-- begin Stored records --

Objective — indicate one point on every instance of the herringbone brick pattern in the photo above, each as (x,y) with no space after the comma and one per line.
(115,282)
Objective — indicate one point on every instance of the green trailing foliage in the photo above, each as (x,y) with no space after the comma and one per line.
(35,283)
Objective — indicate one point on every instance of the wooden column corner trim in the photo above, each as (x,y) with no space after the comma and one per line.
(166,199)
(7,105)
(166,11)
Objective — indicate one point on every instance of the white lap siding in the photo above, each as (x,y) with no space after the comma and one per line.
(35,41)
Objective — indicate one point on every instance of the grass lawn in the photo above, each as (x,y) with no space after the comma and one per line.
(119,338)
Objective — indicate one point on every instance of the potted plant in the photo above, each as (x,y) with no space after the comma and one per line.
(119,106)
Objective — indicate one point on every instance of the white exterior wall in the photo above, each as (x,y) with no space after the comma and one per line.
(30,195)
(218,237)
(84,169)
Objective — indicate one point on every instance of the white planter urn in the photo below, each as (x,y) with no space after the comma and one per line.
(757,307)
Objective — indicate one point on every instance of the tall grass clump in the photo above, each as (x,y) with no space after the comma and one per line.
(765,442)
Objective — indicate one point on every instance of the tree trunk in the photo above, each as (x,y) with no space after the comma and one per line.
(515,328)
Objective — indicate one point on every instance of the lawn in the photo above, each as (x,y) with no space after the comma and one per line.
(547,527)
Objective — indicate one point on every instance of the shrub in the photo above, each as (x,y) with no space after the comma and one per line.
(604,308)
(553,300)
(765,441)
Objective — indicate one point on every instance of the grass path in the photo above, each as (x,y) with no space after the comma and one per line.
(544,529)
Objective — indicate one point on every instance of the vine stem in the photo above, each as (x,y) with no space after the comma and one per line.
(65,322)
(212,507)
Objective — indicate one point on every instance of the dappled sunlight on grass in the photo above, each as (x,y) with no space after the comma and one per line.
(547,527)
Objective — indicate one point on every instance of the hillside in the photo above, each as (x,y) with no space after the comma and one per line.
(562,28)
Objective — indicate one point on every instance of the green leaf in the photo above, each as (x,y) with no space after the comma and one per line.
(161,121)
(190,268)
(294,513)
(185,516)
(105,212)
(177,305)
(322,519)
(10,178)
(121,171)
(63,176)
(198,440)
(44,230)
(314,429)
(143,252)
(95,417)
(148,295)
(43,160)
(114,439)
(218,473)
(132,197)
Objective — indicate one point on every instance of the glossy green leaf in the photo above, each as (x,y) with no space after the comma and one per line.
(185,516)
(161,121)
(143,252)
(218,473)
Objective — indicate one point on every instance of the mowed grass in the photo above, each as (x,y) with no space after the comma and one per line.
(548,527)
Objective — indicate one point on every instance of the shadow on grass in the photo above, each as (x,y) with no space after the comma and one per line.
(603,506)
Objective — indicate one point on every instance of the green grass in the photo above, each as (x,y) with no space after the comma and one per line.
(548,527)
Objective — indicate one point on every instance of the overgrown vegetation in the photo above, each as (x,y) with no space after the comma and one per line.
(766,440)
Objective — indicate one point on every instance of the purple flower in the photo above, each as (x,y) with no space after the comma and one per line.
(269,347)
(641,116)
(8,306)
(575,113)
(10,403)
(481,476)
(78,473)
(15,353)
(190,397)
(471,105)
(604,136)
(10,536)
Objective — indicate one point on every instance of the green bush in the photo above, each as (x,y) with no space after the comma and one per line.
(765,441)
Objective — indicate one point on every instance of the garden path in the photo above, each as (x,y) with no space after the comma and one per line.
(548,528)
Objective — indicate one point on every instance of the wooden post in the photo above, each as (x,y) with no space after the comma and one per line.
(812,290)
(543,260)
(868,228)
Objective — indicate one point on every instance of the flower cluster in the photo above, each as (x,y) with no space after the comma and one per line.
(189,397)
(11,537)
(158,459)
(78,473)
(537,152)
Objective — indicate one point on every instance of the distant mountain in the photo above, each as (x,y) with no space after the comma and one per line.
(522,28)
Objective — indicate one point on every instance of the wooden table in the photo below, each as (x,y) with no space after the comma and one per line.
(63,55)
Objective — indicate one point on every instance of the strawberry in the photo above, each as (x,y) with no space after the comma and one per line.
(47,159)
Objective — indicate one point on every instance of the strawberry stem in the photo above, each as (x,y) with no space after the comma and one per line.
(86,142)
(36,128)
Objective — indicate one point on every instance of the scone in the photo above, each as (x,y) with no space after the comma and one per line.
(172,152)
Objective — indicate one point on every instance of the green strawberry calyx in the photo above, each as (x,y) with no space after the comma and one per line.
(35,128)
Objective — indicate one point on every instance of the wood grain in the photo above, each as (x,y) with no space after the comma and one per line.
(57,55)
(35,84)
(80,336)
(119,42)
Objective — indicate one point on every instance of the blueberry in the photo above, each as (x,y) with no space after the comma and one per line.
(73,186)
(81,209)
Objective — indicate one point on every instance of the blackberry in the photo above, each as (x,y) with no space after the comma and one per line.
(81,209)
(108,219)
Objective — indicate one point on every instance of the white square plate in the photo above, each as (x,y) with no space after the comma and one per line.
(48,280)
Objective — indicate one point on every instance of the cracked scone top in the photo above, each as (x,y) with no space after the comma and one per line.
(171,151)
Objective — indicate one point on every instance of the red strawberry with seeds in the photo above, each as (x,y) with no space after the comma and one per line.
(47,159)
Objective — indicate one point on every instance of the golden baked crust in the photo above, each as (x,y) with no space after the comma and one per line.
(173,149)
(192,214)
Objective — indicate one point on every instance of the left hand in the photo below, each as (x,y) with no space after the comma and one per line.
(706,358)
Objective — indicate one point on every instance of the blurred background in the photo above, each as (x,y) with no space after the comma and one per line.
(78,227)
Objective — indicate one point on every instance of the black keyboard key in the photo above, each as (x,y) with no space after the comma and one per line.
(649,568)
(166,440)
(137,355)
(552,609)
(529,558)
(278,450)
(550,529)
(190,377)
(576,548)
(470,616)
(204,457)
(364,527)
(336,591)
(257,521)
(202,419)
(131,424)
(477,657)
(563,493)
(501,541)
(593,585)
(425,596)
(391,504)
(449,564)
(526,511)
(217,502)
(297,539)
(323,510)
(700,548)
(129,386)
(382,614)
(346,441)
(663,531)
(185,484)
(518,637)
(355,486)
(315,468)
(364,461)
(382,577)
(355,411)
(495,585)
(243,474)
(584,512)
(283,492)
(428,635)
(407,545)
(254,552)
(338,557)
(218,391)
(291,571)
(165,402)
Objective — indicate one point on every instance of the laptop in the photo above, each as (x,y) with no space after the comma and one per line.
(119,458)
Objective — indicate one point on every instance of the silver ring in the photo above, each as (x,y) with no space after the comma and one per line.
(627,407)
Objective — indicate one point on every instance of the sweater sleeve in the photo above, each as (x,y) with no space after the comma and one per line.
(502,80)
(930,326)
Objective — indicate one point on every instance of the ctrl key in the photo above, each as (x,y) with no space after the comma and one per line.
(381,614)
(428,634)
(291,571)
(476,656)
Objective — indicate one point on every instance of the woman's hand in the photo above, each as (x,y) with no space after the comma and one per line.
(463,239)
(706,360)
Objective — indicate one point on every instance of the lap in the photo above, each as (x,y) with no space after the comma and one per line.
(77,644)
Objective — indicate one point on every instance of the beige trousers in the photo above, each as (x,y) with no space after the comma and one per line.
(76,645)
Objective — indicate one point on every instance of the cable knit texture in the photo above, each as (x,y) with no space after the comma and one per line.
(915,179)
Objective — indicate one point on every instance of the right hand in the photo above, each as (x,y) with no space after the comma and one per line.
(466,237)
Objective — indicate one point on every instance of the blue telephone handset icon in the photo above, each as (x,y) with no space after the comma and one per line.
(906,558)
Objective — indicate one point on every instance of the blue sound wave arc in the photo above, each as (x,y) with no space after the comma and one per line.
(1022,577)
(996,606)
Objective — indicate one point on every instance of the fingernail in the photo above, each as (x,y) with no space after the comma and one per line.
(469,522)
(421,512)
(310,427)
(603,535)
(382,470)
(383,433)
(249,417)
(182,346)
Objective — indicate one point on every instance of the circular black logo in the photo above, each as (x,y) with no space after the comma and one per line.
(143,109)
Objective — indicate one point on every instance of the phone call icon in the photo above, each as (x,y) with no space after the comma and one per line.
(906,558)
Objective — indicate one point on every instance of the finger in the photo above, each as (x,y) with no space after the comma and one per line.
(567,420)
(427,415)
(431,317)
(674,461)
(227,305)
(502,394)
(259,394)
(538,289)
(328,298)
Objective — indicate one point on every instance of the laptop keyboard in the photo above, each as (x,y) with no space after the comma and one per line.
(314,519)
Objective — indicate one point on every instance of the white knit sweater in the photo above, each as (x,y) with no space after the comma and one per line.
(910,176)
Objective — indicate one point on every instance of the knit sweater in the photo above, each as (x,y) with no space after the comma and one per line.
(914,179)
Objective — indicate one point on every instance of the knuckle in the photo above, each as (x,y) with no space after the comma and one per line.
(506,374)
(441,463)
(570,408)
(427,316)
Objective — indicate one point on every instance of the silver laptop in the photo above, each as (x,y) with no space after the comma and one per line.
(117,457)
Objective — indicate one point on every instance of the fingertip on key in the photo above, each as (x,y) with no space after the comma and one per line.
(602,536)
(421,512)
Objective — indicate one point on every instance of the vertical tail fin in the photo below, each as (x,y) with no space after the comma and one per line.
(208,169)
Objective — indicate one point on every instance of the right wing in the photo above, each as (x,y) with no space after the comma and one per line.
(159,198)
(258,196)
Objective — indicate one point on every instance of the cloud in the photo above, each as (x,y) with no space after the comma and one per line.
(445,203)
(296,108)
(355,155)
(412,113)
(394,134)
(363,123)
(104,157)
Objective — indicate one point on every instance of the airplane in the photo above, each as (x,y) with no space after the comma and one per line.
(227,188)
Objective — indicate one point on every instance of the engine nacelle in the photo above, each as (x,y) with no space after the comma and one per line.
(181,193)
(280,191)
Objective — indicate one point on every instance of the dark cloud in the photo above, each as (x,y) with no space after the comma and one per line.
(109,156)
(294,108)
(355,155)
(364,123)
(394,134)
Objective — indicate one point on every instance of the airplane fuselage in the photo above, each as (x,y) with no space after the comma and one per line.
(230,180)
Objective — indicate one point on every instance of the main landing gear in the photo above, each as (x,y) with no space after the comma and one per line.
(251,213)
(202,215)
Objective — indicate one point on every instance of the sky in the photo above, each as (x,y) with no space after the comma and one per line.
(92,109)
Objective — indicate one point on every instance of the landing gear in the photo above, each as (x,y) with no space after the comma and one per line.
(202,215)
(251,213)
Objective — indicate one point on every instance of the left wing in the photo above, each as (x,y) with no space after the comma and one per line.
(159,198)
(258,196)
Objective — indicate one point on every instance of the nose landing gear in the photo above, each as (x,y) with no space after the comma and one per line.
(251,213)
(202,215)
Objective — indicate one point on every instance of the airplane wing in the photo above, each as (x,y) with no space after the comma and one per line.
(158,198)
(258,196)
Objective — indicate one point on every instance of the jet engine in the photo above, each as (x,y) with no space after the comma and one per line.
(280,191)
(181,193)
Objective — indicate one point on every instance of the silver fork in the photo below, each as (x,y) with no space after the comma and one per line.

-- end Stored records --

Requirement |
From the "the left wing" line to the close of the listing, restate each line word for word.

Exercise answer |
Objective — indicate one point on every instance of the left wing in the photo above, each as (x,y) with no space after the comma and one per line.
(159,198)
(258,196)
Objective — indicate one point on every instance of the nose landing gear in the photo above, each as (x,y) with no space after the comma and one per line.
(251,213)
(202,215)
Objective — indicate one point on every instance of the airplane wing in the photo above, each as (x,y) with no space after the comma and one per line.
(158,198)
(258,196)
Objective — indicate one point on every instance of the jet engine in the photo above, each as (x,y) with no space after the comma and one per line.
(280,191)
(181,193)
Objective — indicate one point on every instance of the silver fork in the photo below, each as (x,y) with no space after the comma and one per line.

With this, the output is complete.